- Text extract -
Hi,

You were right, it is enough to provide the right clues in the
tika-mimetypes.xml file. Once the correct clues got in there, thanks to a
Tika developer, all I had to do was replace the jar files with mine. It is
working just as I want it now.

Thanks everyone for the help.

Fernando

On Wed, Jul 13, 2011 at 1:48 AM, Julien Nioche <
[email protected]> wrote:

> You probably need to make sure that conf/tika-mimetypes.xml is the version
> you've modified and contains the clues for detecting afm files.
> BTW out of curiosity why did you have to modify tika-core.jar? Isn't it
> enough to provide the clues in tika-mimetypes.xml?
>
> Jul
>
> On 13 July 2011 01:16, Fernando Arreola <[email protected]> wrote:
>
> > Thanks, I really appreciate all the help. I used the ParserChecker and I
> > could see the metadata my parser extracted!
> >
> > I have one more question though, I could only see the metadata my parser
> > extracted if I used the -forceAs mimetype option. Otherwise it is
> detected
> > as a text/plain file and my parser is then not called. I ran into a
> similar
> > problem in tika and added some functionality there so that Tika's
> detection
> > mechanism would not think afm files are text/plain. Does this mean not
> all
> > of my tika changes made it in (I updated both the tika-core.jar and
> > tika-parsers.jar files) or does Nutch have its own file type detection
> > mechanism?

- Recorded data -

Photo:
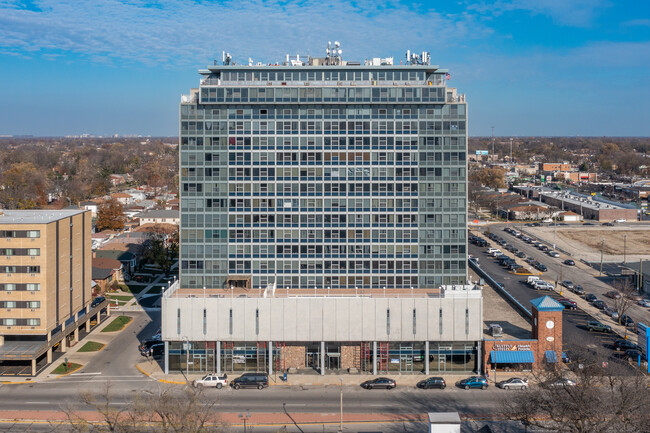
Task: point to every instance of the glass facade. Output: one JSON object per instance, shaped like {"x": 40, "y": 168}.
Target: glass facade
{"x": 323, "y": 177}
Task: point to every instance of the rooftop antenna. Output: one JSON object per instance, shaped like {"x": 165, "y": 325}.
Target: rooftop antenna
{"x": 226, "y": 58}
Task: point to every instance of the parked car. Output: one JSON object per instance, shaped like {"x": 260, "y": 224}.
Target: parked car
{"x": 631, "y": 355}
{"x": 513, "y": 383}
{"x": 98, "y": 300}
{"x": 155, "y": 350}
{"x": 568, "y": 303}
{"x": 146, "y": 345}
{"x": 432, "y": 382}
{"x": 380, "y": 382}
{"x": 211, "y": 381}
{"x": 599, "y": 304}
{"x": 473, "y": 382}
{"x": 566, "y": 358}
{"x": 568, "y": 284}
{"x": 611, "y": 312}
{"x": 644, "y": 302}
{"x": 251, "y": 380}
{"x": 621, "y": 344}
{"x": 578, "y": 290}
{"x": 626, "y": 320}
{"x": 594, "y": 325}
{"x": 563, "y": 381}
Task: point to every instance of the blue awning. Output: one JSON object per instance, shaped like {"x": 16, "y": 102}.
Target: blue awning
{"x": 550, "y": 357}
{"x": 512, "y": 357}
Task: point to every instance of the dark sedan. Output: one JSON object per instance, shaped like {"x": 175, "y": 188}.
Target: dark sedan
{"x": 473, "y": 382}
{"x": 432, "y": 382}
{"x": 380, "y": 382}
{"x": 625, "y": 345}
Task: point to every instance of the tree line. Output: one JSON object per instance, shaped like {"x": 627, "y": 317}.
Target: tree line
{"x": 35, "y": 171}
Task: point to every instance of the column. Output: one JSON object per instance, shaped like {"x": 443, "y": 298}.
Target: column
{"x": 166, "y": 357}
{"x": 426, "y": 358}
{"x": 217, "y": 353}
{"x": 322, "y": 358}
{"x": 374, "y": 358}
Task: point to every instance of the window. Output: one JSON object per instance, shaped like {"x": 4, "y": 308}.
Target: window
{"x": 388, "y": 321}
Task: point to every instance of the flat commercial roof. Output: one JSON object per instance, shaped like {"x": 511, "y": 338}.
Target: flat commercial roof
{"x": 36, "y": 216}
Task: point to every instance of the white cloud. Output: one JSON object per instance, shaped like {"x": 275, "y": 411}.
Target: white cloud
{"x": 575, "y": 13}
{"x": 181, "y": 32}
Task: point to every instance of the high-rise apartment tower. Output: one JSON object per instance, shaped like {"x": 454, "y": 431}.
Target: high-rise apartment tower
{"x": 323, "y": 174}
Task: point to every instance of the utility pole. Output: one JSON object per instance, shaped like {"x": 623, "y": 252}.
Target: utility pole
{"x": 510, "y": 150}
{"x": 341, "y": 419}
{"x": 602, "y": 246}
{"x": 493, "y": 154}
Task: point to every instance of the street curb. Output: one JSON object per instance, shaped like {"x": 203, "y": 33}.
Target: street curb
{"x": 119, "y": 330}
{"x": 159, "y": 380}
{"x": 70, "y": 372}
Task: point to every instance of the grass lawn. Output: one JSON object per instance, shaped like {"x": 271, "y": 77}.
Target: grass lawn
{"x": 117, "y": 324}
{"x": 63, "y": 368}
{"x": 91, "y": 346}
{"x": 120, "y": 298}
---
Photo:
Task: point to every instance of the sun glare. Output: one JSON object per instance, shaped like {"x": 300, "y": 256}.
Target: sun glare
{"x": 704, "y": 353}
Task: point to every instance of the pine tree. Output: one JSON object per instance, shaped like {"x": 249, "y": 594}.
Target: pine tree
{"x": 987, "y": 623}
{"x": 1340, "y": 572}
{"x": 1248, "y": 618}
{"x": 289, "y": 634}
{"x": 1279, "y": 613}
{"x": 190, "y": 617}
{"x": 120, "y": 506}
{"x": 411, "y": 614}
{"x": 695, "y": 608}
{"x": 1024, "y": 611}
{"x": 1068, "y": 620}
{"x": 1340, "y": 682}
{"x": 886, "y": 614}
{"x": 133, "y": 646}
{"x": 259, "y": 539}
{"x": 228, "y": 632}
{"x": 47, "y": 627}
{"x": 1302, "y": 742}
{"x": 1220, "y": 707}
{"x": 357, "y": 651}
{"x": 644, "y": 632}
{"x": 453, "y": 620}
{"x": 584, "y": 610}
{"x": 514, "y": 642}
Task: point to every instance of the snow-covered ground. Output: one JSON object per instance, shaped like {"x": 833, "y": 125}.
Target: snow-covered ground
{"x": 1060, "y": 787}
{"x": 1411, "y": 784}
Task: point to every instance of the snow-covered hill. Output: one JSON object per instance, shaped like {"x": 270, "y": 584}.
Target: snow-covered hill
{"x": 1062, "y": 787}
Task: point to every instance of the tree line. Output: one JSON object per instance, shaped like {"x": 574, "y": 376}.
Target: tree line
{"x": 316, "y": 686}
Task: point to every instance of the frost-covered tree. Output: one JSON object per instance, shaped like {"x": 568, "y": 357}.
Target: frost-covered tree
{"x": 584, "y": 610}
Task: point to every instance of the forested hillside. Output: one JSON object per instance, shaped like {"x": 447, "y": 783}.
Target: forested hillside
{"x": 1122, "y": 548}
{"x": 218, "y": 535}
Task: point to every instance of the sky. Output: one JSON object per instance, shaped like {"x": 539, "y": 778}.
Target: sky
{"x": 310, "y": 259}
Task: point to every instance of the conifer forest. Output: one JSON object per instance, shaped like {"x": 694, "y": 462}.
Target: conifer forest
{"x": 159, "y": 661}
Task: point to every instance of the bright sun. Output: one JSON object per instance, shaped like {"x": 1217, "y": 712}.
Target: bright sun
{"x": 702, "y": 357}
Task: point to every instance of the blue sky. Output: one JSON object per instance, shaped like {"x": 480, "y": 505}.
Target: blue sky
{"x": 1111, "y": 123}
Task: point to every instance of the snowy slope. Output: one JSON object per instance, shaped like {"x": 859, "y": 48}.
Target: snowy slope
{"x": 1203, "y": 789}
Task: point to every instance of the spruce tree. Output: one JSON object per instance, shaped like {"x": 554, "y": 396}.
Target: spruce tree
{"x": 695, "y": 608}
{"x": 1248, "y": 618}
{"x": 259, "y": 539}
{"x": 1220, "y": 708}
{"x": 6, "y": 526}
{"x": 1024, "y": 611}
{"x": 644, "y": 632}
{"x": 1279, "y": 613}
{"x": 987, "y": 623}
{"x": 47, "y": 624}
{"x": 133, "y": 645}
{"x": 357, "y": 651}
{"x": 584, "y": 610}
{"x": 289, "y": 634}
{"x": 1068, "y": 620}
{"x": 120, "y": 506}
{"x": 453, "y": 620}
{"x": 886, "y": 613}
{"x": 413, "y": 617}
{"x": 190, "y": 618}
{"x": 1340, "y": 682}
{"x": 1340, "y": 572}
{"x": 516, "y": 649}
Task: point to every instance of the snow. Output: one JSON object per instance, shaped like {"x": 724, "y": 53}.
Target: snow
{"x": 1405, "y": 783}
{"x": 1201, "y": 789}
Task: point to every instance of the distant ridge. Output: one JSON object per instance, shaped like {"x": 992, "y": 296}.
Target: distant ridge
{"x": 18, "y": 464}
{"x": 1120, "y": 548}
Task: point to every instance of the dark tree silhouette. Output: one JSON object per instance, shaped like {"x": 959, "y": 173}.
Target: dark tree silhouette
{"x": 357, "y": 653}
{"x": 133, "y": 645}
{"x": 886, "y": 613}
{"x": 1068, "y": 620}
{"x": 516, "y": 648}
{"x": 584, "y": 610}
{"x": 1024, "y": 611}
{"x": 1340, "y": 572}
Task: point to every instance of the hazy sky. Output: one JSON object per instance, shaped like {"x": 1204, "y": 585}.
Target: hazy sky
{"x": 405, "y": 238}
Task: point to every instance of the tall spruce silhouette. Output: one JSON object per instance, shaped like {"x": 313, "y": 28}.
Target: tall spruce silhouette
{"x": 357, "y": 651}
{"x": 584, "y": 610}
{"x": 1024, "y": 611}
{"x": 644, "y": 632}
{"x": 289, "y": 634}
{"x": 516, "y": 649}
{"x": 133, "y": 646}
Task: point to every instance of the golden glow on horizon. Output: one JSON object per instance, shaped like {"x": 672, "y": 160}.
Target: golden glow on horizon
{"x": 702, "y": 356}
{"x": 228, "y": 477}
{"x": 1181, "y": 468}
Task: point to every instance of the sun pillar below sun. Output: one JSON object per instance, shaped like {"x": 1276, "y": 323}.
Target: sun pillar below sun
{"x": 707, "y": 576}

- Exercise -
Retype the full email thread about Tika file type detection above, word for word.

- Answer to the exercise -
Hi,

You were right, it is enough to provide the right clues in the
tika-mimetypes.xml file. Once the correct clues got in there, thanks to a
Tika developer, all I had to do was replace the jar files with mine. It is
working just as I want it now.

Thanks everyone for the help.

Fernando

On Wed, Jul 13, 2011 at 1:48 AM, Julien Nioche <
[email protected]> wrote:

> You probably need to make sure that conf/tika-mimetypes.xml is the version
> you've modified and contains the clues for detecting afm files.
> BTW out of curiosity why did you have to modify tika-core.jar? Isn't it
> enough to provide the clues in tika-mimetypes.xml?
>
> Jul
>
> On 13 July 2011 01:16, Fernando Arreola <[email protected]> wrote:
>
> > Thanks, I really appreciate all the help. I used the ParserChecker and I
> > could see the metadata my parser extracted!
> >
> > I have one more question though, I could only see the metadata my parser
> > extracted if I used the -forceAs mimetype option. Otherwise it is
> detected
> > as a text/plain file and my parser is then not called. I ran into a
> similar
> > problem in tika and added some functionality there so that Tika's
> detection
> > mechanism would not think afm files are text/plain. Does this mean not
> all
> > of my tika changes made it in (I updated both the tika-core.jar and
> > tika-parsers.jar files) or does Nutch have its own file type detection
> > mechanism?